- CHALLENGE -
Lay out the data as a two-column CSV with the headers input and output, starting with the line that contains "the green vegetation" and going on through the line that contains "[[206, 43], [310, 63]]". Give one row for each text and its answer, with each value in a single quoted field and line breaks turned into spaces.

- EXTRACTED RECORDS -
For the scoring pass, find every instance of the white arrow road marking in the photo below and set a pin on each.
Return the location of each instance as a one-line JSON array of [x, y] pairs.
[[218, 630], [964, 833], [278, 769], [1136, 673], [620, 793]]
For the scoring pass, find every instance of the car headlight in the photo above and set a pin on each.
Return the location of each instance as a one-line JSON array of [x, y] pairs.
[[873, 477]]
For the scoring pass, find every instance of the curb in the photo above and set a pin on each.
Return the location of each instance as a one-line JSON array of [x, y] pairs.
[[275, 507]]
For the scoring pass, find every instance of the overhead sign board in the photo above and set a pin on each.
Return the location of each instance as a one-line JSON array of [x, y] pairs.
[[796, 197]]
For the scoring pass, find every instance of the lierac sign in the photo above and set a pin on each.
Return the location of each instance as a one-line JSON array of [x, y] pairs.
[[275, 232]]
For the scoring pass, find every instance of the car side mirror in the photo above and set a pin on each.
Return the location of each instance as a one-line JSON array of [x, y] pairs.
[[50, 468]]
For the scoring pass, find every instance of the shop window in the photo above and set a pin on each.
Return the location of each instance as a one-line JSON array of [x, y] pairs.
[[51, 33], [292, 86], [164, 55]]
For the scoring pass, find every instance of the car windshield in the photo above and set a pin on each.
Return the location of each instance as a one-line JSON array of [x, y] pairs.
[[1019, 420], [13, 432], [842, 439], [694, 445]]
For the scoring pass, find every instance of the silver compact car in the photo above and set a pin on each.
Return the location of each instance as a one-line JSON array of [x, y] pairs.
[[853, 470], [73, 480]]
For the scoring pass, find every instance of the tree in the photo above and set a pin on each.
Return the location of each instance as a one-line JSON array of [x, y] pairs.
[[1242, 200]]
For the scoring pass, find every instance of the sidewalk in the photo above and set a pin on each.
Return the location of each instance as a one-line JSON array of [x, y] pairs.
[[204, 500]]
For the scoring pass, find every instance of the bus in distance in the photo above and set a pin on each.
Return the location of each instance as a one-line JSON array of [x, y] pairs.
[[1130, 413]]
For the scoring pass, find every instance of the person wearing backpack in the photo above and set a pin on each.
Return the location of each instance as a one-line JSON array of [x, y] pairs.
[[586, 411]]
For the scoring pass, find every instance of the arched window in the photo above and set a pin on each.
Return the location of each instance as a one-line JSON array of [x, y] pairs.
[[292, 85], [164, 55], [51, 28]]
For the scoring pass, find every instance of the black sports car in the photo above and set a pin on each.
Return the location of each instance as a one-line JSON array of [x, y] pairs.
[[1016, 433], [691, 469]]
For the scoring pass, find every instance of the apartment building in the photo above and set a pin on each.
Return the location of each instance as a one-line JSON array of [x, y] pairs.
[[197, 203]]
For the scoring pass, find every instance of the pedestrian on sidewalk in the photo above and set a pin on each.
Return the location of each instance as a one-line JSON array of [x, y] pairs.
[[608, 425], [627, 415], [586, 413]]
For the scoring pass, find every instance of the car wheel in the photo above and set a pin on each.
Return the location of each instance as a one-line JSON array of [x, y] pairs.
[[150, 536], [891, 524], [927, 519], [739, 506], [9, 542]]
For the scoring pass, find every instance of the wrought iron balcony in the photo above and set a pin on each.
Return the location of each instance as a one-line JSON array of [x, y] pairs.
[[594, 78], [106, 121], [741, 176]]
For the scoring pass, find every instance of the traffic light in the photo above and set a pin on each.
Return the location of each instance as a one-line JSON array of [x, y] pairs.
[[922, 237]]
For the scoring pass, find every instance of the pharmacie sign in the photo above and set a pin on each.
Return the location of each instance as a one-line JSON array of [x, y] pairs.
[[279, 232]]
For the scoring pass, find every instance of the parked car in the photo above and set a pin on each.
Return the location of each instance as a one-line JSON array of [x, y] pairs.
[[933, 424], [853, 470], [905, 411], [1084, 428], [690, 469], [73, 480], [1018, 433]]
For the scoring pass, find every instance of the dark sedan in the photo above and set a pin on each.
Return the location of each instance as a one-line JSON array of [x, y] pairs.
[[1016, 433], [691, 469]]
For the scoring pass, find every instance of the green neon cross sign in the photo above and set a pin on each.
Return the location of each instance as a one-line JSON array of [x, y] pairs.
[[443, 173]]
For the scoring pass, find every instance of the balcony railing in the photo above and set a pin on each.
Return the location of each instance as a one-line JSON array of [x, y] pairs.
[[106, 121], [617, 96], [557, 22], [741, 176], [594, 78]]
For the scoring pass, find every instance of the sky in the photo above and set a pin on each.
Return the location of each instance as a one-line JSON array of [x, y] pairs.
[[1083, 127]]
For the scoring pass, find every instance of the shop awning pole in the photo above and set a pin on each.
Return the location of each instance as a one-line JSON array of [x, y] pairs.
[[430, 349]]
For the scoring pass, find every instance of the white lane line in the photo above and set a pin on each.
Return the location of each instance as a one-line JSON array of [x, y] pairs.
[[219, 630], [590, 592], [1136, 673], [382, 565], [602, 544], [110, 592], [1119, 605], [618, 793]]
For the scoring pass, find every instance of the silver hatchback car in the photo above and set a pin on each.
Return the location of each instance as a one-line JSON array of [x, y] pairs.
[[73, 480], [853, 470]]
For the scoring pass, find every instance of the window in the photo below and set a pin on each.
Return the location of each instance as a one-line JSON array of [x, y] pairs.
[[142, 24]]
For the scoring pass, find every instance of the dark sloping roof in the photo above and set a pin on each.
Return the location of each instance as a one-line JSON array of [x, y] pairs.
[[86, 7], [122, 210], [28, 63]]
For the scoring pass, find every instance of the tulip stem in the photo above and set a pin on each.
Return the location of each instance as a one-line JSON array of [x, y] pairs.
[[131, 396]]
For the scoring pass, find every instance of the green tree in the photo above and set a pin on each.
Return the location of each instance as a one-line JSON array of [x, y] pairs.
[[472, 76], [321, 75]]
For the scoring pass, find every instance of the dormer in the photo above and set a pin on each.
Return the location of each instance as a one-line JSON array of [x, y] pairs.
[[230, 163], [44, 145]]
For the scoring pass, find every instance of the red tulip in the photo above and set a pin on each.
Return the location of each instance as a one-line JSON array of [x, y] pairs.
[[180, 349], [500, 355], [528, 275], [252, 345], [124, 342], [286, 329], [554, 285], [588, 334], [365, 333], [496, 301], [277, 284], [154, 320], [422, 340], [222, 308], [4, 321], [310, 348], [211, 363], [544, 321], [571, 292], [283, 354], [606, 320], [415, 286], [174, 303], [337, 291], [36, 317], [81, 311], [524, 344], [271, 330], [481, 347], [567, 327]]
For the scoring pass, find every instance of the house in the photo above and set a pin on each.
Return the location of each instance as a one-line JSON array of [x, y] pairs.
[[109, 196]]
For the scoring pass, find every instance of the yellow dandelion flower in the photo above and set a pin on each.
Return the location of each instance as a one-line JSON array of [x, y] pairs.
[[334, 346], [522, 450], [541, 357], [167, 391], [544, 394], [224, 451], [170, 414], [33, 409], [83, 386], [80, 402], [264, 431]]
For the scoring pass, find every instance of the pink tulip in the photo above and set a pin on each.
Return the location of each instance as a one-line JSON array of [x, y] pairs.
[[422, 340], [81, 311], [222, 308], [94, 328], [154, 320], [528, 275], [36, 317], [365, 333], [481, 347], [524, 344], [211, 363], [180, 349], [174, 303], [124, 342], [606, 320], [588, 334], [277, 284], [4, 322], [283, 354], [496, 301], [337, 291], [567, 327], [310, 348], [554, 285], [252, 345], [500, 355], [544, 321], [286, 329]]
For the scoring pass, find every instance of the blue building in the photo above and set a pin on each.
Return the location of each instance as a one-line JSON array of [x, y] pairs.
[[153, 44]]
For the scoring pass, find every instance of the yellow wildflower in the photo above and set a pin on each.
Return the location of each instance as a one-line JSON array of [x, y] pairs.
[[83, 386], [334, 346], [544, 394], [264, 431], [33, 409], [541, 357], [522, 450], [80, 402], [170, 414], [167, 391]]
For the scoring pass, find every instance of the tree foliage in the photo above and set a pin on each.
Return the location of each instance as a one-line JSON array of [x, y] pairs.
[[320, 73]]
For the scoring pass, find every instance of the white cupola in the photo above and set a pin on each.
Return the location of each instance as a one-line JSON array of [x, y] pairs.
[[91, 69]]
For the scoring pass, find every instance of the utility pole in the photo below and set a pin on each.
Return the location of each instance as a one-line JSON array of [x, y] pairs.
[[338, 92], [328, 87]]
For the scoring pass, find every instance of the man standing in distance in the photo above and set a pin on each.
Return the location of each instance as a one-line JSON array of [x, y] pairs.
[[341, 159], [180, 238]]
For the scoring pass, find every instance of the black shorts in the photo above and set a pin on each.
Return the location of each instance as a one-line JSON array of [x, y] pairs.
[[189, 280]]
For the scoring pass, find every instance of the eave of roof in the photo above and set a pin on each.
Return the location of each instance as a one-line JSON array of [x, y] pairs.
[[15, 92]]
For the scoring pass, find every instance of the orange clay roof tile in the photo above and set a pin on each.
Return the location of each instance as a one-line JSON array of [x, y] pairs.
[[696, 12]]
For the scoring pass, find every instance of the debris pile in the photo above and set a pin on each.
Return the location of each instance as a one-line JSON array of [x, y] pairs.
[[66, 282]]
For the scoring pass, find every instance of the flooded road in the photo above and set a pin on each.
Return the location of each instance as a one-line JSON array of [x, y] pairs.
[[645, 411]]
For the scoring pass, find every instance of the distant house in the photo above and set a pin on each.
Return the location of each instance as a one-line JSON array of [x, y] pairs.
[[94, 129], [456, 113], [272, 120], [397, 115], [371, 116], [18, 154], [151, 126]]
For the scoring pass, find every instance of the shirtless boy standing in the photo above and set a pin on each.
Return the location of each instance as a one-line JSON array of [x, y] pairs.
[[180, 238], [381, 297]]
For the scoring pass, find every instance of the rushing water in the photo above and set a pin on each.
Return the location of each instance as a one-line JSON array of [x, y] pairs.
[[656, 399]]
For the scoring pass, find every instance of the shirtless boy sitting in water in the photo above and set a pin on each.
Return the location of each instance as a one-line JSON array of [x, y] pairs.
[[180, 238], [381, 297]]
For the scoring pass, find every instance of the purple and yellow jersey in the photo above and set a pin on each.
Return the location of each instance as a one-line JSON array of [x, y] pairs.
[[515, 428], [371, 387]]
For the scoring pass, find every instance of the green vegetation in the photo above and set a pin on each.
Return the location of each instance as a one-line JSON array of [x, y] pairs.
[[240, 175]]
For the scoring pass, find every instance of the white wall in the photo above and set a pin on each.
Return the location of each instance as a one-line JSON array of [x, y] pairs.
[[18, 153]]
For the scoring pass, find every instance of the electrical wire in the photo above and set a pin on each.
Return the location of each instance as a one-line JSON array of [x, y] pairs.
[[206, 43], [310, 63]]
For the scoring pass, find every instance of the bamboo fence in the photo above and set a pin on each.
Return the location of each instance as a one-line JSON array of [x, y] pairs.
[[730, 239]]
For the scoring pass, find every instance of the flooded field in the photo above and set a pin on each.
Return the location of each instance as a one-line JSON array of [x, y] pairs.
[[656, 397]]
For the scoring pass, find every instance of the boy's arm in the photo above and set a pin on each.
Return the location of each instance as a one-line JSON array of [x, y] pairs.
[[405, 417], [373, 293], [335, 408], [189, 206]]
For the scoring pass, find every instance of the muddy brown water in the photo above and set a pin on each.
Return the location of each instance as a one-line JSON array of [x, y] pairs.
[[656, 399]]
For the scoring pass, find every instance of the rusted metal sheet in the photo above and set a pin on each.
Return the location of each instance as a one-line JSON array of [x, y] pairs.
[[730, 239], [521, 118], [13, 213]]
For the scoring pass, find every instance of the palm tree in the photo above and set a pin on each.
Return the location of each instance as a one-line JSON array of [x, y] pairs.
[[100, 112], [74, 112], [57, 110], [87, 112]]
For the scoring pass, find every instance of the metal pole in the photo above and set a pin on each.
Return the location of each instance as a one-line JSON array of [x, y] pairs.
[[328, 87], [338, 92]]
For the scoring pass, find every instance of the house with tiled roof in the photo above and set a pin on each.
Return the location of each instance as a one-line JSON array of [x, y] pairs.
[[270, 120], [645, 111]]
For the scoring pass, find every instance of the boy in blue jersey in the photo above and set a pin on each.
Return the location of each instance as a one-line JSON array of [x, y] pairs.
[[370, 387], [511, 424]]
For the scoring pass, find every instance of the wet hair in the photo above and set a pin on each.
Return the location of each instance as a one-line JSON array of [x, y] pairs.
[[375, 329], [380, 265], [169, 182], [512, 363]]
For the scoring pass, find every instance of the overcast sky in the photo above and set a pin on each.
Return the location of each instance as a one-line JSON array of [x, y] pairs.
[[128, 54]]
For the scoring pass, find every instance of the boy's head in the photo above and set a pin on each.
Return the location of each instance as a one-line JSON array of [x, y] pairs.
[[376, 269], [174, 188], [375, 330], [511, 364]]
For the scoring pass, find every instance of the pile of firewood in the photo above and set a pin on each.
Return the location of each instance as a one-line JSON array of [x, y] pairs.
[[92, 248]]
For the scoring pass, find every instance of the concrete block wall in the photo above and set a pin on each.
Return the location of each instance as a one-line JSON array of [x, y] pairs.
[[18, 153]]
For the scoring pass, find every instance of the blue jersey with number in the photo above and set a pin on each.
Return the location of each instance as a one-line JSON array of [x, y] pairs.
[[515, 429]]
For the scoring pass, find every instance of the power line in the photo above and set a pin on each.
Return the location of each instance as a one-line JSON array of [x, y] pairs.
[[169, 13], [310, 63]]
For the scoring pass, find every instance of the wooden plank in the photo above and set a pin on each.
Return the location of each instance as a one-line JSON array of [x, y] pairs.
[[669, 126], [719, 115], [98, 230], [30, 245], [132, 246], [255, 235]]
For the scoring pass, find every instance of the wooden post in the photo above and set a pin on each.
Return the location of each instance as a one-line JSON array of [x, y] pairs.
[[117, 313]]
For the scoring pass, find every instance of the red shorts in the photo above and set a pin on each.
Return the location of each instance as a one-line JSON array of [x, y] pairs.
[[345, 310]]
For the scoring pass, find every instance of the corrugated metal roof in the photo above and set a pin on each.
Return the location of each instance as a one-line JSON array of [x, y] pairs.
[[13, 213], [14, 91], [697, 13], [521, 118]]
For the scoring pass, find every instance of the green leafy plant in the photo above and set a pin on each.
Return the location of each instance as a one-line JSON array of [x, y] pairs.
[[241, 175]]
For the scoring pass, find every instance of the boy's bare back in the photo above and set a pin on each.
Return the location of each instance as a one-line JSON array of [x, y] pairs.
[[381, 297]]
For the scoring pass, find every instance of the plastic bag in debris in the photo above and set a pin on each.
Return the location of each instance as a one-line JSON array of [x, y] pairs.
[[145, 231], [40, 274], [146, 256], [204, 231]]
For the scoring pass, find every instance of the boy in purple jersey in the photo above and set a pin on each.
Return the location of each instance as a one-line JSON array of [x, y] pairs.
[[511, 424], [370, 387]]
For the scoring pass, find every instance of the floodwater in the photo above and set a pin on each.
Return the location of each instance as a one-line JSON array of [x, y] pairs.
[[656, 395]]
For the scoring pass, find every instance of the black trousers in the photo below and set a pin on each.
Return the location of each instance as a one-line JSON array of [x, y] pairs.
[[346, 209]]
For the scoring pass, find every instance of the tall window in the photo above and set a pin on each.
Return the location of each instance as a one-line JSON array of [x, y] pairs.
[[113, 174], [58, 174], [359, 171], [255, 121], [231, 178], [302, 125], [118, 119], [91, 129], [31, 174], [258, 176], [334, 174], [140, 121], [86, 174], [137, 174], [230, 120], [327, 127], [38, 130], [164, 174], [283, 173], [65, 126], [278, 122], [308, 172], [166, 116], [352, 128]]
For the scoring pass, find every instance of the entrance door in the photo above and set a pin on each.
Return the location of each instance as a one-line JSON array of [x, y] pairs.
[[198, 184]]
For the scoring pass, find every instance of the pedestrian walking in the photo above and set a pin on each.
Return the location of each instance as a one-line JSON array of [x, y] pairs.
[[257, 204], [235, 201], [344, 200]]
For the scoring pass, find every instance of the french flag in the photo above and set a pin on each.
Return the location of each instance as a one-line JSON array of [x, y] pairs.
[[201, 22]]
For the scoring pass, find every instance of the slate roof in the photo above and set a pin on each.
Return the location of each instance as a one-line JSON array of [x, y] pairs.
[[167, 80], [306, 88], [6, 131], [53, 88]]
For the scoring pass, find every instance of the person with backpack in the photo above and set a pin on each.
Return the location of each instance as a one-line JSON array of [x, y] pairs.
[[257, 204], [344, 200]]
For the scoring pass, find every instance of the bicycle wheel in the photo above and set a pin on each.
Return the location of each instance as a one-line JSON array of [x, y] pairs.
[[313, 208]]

- ANSWER -
input,output
"For the scoring pass, find every instance of the green vegetation in the photo above and set a pin on each. Return the location of each instance as a one-line JSON array of [x, y] pairs.","[[240, 175]]"
"For the scoring pass, find every instance of the white wall in the photo above and set a pin on each. Return the location of each instance as a one-line JSON array of [x, y] pairs.","[[18, 153]]"
"For the scoring pass, find every instance of the electrical wire in the photo above and set a pin on each. Return the location of each instance as a one-line JSON array of [x, y] pairs.","[[206, 43], [310, 63]]"